• [TO DO]: Copy the listing word for word from its start through the line containing "Trace the outline of every instance of the dense", and leave out the pictures.

[start of THE INPUT]

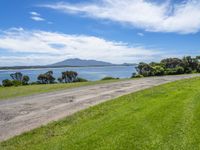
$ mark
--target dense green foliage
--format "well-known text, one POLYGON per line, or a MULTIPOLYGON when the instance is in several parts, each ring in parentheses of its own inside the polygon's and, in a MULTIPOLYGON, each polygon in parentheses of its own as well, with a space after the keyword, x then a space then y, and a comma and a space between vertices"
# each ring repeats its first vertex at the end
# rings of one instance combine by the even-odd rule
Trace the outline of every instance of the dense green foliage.
MULTIPOLYGON (((29 85, 30 78, 27 75, 23 75, 21 72, 16 72, 10 74, 12 80, 5 79, 2 81, 2 85, 4 87, 10 86, 21 86, 21 85, 29 85)), ((54 84, 56 82, 56 78, 53 76, 53 71, 48 71, 44 74, 40 74, 37 77, 37 82, 30 83, 31 85, 36 84, 54 84)), ((65 71, 62 72, 62 77, 57 79, 59 83, 73 83, 73 82, 87 82, 86 79, 78 77, 78 73, 74 71, 65 71)))
POLYGON ((5 79, 2 81, 4 87, 27 85, 30 80, 28 76, 23 76, 21 72, 10 74, 10 76, 12 80, 5 79))
POLYGON ((198 150, 200 78, 122 96, 0 144, 3 150, 198 150))
POLYGON ((101 80, 117 80, 119 78, 114 78, 114 77, 104 77, 103 79, 101 80))
MULTIPOLYGON (((179 58, 167 58, 161 60, 160 63, 151 62, 149 64, 141 62, 136 67, 139 75, 148 76, 162 76, 162 75, 177 75, 185 73, 199 73, 200 72, 200 56, 192 58, 191 56, 179 58)), ((134 74, 133 77, 137 77, 134 74)))

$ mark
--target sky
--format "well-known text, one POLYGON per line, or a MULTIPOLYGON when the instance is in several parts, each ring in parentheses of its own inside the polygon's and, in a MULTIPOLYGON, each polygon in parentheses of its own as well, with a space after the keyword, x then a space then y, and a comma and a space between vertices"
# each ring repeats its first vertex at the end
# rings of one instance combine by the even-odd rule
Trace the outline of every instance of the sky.
POLYGON ((1 0, 0 66, 200 54, 200 0, 1 0))

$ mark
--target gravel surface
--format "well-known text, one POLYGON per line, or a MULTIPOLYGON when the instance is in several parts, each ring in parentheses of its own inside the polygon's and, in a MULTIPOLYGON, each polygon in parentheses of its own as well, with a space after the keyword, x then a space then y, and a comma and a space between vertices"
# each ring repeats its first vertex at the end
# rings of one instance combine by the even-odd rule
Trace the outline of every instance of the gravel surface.
POLYGON ((2 100, 0 141, 124 94, 196 76, 141 78, 2 100))

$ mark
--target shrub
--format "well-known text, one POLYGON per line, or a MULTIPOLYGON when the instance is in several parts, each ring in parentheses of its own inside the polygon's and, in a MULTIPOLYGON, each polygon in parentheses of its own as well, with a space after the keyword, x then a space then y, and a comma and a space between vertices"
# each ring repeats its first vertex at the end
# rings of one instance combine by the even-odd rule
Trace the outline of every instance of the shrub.
POLYGON ((28 85, 29 80, 30 80, 29 76, 23 76, 22 84, 23 85, 28 85))
POLYGON ((131 78, 143 78, 144 76, 141 74, 133 73, 131 78))
POLYGON ((161 67, 161 66, 155 66, 155 67, 153 67, 153 69, 154 69, 154 75, 155 76, 162 76, 165 73, 164 68, 161 67))
POLYGON ((14 86, 20 86, 20 85, 22 85, 22 82, 18 81, 18 80, 13 80, 11 82, 13 83, 14 86))
POLYGON ((101 79, 101 80, 116 80, 116 79, 119 79, 119 78, 114 78, 114 77, 104 77, 104 78, 101 79))
POLYGON ((13 86, 13 82, 12 82, 11 80, 6 79, 6 80, 3 80, 3 81, 2 81, 2 85, 3 85, 4 87, 13 86))
POLYGON ((176 74, 184 74, 184 68, 183 67, 176 67, 175 68, 176 74))
POLYGON ((78 77, 75 82, 88 82, 88 80, 78 77))

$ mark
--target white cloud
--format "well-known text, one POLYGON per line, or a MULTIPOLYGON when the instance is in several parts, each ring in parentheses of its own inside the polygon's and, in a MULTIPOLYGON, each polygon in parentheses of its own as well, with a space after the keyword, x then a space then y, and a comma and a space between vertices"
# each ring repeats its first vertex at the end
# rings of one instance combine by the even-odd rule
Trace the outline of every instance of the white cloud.
POLYGON ((34 20, 34 21, 45 21, 44 18, 38 17, 38 16, 31 16, 31 19, 34 20))
POLYGON ((45 19, 42 18, 41 15, 35 11, 31 11, 30 15, 31 15, 30 18, 34 21, 45 21, 45 19))
MULTIPOLYGON (((51 64, 67 58, 96 59, 113 63, 139 62, 161 54, 157 50, 94 36, 29 31, 22 28, 12 28, 0 34, 0 51, 4 54, 8 52, 13 54, 14 59, 11 56, 4 56, 7 60, 24 61, 25 58, 20 54, 26 54, 29 61, 24 61, 24 64, 31 62, 39 65, 51 64)), ((1 63, 8 65, 9 61, 3 59, 1 63)))
POLYGON ((181 34, 200 31, 200 0, 171 0, 156 3, 147 0, 99 0, 93 3, 54 3, 42 5, 65 13, 126 23, 152 32, 181 34))
POLYGON ((141 33, 141 32, 137 33, 137 35, 139 35, 139 36, 144 36, 144 34, 141 33))
POLYGON ((37 12, 35 12, 35 11, 31 11, 30 14, 31 14, 32 16, 40 16, 40 14, 37 13, 37 12))

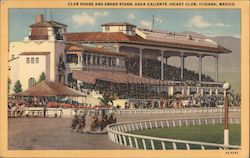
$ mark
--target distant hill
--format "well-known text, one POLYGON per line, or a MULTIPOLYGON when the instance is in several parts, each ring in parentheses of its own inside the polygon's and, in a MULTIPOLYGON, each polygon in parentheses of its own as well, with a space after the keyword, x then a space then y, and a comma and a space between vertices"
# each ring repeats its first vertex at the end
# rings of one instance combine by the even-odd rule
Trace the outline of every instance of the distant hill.
MULTIPOLYGON (((196 32, 183 32, 190 35, 203 35, 196 32)), ((204 36, 203 36, 204 37, 204 36)), ((211 40, 217 42, 219 45, 232 51, 230 54, 219 55, 219 81, 227 81, 232 84, 232 88, 236 93, 240 93, 240 39, 231 36, 217 36, 209 37, 211 40)), ((179 67, 180 58, 170 58, 169 64, 179 67)), ((202 60, 203 73, 215 77, 215 65, 213 57, 205 57, 202 60)), ((188 57, 185 59, 185 67, 190 70, 198 72, 198 58, 188 57)))

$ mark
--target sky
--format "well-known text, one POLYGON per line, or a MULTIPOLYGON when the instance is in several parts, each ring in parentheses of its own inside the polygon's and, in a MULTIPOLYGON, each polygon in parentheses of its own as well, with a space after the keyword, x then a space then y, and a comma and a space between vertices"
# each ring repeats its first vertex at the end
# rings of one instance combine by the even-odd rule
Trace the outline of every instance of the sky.
POLYGON ((101 24, 108 22, 152 28, 154 15, 155 29, 240 38, 240 10, 237 9, 10 9, 9 40, 23 40, 28 35, 28 27, 35 23, 35 16, 45 12, 47 20, 52 17, 68 25, 68 32, 101 31, 101 24))

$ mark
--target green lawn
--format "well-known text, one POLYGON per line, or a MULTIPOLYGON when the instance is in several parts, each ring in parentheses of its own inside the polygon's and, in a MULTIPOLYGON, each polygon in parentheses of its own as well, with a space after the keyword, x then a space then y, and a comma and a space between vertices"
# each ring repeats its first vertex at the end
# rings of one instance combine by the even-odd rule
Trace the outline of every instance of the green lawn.
MULTIPOLYGON (((229 143, 231 145, 240 145, 240 125, 229 125, 230 138, 229 143)), ((172 138, 180 140, 200 141, 223 144, 224 139, 224 126, 223 125, 206 125, 206 126, 189 126, 189 127, 176 127, 176 128, 157 128, 143 131, 133 131, 131 133, 145 136, 153 136, 160 138, 172 138)), ((146 142, 147 143, 147 142, 146 142)), ((149 143, 149 142, 148 142, 149 143)), ((147 144, 148 144, 147 143, 147 144)), ((141 145, 139 143, 139 145, 141 145)), ((149 145, 150 146, 150 145, 149 145)), ((156 144, 156 148, 160 148, 160 142, 156 144)), ((171 143, 167 143, 171 149, 171 143)), ((183 144, 177 144, 178 148, 185 148, 183 144)), ((200 147, 193 145, 198 149, 200 147)))

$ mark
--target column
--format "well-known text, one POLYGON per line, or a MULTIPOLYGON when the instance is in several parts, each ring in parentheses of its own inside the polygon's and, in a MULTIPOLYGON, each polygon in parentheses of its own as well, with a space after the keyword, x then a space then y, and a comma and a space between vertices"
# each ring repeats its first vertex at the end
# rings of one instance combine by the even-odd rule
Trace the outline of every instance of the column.
POLYGON ((109 66, 109 57, 106 57, 106 65, 109 66))
POLYGON ((120 66, 120 59, 116 57, 116 66, 120 66))
POLYGON ((120 51, 120 46, 119 46, 119 44, 117 44, 115 47, 116 47, 116 51, 119 52, 119 51, 120 51))
POLYGON ((140 51, 140 72, 139 72, 139 75, 140 75, 140 77, 142 77, 142 49, 139 48, 139 51, 140 51))
POLYGON ((161 80, 164 80, 164 51, 161 50, 161 80))
POLYGON ((184 53, 181 53, 181 80, 184 78, 184 65, 185 65, 185 60, 184 60, 184 53))
POLYGON ((95 64, 96 65, 98 65, 97 59, 98 59, 98 56, 95 56, 95 64))
POLYGON ((187 96, 189 96, 190 95, 190 87, 187 87, 187 96))
POLYGON ((86 56, 85 56, 85 62, 86 62, 86 65, 88 64, 88 57, 89 57, 89 55, 88 54, 86 54, 86 56))
POLYGON ((102 65, 102 56, 99 56, 99 65, 102 65))
POLYGON ((202 80, 201 74, 202 74, 202 56, 199 55, 199 81, 200 81, 200 82, 201 82, 201 80, 202 80))
POLYGON ((218 82, 218 77, 219 77, 219 74, 218 74, 218 71, 219 71, 219 56, 215 56, 215 81, 218 82))
POLYGON ((90 64, 93 65, 93 55, 90 55, 90 64))
POLYGON ((81 63, 81 55, 77 54, 77 56, 78 56, 78 64, 80 64, 81 63))

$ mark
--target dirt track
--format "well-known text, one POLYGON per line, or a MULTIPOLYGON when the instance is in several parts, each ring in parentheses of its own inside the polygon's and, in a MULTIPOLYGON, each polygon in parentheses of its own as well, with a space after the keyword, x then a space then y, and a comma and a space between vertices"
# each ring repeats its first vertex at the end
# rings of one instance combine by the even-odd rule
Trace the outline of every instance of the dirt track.
MULTIPOLYGON (((239 117, 239 113, 231 114, 239 117)), ((117 116, 118 122, 148 120, 218 117, 218 114, 164 114, 164 115, 129 115, 117 116)), ((222 116, 223 117, 223 116, 222 116)), ((10 118, 9 150, 110 150, 131 149, 114 144, 107 134, 93 135, 71 132, 71 119, 66 118, 10 118)), ((87 120, 87 126, 90 121, 87 120)))

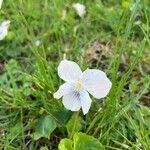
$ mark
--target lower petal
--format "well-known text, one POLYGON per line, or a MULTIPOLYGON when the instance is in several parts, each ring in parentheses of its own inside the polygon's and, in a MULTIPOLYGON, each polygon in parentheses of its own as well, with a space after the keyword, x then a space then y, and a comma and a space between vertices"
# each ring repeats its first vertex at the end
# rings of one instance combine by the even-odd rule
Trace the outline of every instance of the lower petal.
POLYGON ((82 107, 82 111, 83 111, 83 114, 87 114, 90 107, 91 107, 91 98, 88 94, 88 92, 86 91, 82 91, 80 92, 80 101, 81 101, 81 107, 82 107))
POLYGON ((81 108, 80 96, 77 92, 71 92, 63 96, 63 105, 71 111, 78 111, 81 108))

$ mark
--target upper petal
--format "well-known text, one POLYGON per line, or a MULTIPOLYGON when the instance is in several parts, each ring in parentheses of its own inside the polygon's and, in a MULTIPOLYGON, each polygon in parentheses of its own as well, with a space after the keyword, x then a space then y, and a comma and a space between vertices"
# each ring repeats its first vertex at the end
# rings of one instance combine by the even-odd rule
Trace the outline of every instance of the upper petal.
POLYGON ((71 111, 78 111, 81 108, 79 93, 74 91, 63 96, 63 105, 66 109, 71 111))
POLYGON ((75 81, 82 75, 82 71, 75 62, 63 60, 58 66, 58 75, 64 81, 75 81))
POLYGON ((83 72, 82 82, 85 89, 95 98, 105 97, 111 89, 111 81, 103 71, 87 69, 83 72))
POLYGON ((74 86, 72 83, 64 83, 59 87, 58 91, 54 93, 54 98, 56 99, 61 98, 62 96, 72 92, 73 88, 74 86))
POLYGON ((88 113, 88 111, 91 107, 91 102, 92 102, 87 91, 80 92, 80 101, 81 101, 81 107, 82 107, 83 114, 85 115, 88 113))

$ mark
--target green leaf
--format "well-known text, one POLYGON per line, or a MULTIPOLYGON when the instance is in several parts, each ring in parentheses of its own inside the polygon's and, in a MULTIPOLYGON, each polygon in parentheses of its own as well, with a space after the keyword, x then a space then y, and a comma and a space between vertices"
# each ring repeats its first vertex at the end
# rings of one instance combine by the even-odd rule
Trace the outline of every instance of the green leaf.
POLYGON ((51 111, 52 115, 57 119, 59 124, 65 125, 71 117, 72 112, 68 110, 54 110, 51 111), (63 114, 63 115, 62 115, 63 114))
POLYGON ((104 150, 102 144, 92 136, 85 133, 76 133, 74 135, 74 149, 75 150, 104 150))
POLYGON ((59 150, 73 150, 73 142, 70 139, 62 139, 59 143, 59 150))
POLYGON ((69 137, 72 137, 74 133, 78 132, 81 129, 81 123, 78 116, 78 112, 72 115, 66 127, 69 137))
POLYGON ((104 146, 94 137, 85 133, 75 133, 73 141, 62 139, 58 146, 59 150, 105 150, 104 146))
POLYGON ((37 120, 35 132, 33 133, 34 140, 38 140, 41 137, 49 138, 50 134, 57 127, 55 120, 50 116, 42 116, 37 120))

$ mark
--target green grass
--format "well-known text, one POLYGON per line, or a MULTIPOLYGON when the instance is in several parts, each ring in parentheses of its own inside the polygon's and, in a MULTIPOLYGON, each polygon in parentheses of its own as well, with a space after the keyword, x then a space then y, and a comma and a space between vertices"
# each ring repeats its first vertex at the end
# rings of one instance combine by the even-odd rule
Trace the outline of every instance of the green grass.
POLYGON ((0 41, 0 149, 55 150, 83 132, 106 150, 150 150, 149 0, 5 0, 0 16, 11 20, 0 41), (75 2, 86 6, 84 18, 75 2), (102 41, 110 52, 102 50, 96 68, 112 89, 86 116, 67 111, 53 98, 63 82, 57 66, 65 57, 90 67, 86 50, 102 41))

[end of THE INPUT]

• [WRITTEN RESPONSE]:
$ mark
--target dense green foliage
--format "well-known text, one POLYGON per line, or a MULTIPOLYGON when the instance is in several parts, each ring in parentheses of its own inside the polygon's and, in a MULTIPOLYGON, each polygon in parentheses of its own as well, with a space after the keyword, x then a space then y, and a comma and a space between vertices"
# each ring repeats its first vertex at the end
# rings of one instance combine by the even-odd rule
Trace the outline of every instance of the dense green foliage.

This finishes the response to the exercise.